**Aim**
State how many lines of the material contain the string "fence". Give only the number.

**Supplied data**
# # # # # # #
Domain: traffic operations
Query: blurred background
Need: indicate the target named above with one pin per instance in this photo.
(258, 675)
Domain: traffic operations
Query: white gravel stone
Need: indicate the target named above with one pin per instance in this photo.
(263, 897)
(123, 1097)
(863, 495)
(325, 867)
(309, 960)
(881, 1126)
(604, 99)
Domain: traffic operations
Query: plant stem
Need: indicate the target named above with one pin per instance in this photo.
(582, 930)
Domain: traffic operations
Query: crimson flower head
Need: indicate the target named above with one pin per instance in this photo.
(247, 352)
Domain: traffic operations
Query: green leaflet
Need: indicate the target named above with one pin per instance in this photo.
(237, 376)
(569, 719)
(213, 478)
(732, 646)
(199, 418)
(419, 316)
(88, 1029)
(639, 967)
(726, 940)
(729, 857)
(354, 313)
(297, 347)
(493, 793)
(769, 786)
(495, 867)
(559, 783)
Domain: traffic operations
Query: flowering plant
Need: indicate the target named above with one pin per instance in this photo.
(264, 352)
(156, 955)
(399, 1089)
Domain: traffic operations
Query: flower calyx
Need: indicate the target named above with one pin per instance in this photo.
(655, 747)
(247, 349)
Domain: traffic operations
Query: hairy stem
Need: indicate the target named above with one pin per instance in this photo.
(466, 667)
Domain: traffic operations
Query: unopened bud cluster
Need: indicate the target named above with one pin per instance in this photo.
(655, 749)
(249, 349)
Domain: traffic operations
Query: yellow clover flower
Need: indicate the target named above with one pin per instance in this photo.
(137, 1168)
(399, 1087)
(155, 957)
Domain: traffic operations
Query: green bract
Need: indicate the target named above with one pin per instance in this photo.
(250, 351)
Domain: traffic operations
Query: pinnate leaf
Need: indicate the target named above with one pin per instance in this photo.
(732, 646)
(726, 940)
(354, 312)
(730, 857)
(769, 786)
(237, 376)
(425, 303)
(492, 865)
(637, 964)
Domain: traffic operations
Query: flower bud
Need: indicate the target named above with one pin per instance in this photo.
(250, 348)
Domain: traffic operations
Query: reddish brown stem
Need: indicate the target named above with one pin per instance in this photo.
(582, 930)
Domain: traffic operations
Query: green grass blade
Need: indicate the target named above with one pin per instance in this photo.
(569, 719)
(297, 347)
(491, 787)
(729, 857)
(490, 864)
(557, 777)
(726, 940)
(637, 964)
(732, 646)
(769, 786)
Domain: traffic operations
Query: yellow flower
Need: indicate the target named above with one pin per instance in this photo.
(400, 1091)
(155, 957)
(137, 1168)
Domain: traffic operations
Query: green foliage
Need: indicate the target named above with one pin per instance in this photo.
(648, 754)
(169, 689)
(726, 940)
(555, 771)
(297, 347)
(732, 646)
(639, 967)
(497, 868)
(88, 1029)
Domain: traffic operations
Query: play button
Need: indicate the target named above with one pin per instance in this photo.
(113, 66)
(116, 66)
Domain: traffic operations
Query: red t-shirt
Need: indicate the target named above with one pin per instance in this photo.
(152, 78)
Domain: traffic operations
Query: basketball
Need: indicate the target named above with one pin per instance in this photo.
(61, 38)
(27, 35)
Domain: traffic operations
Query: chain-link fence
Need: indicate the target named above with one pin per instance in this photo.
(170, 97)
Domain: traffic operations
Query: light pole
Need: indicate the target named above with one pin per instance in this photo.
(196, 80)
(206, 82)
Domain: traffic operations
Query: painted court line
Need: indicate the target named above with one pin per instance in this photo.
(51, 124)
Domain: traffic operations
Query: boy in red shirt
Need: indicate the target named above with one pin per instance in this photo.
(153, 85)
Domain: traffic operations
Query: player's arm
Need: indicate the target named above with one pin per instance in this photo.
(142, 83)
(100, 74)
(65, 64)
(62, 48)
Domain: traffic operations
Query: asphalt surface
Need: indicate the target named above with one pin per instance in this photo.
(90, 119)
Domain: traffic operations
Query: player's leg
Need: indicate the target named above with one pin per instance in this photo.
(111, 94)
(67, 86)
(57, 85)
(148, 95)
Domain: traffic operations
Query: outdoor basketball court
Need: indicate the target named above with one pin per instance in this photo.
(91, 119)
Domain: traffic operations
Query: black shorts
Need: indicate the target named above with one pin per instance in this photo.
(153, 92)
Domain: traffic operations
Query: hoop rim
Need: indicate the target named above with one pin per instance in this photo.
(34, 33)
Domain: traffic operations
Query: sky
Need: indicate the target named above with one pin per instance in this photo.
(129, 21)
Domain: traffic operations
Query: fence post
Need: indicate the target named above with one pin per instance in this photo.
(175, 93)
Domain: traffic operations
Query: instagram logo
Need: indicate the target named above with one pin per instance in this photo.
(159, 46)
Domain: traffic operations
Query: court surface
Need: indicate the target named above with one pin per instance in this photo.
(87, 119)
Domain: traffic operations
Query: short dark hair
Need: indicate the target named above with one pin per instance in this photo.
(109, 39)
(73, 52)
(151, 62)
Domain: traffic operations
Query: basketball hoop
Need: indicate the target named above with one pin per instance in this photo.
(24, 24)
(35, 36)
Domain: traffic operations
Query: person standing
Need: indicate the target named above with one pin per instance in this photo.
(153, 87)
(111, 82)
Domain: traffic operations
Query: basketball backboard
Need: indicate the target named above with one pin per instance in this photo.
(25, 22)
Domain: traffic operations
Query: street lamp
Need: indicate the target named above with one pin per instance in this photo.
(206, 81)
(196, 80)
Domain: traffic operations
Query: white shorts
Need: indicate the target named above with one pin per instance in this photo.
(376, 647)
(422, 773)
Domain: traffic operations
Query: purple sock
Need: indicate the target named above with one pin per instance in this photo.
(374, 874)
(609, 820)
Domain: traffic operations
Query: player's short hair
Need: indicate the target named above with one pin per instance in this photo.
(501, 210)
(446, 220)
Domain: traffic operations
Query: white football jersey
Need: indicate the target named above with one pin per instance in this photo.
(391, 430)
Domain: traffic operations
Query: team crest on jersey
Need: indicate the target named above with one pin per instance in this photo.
# # # # # # #
**Task response**
2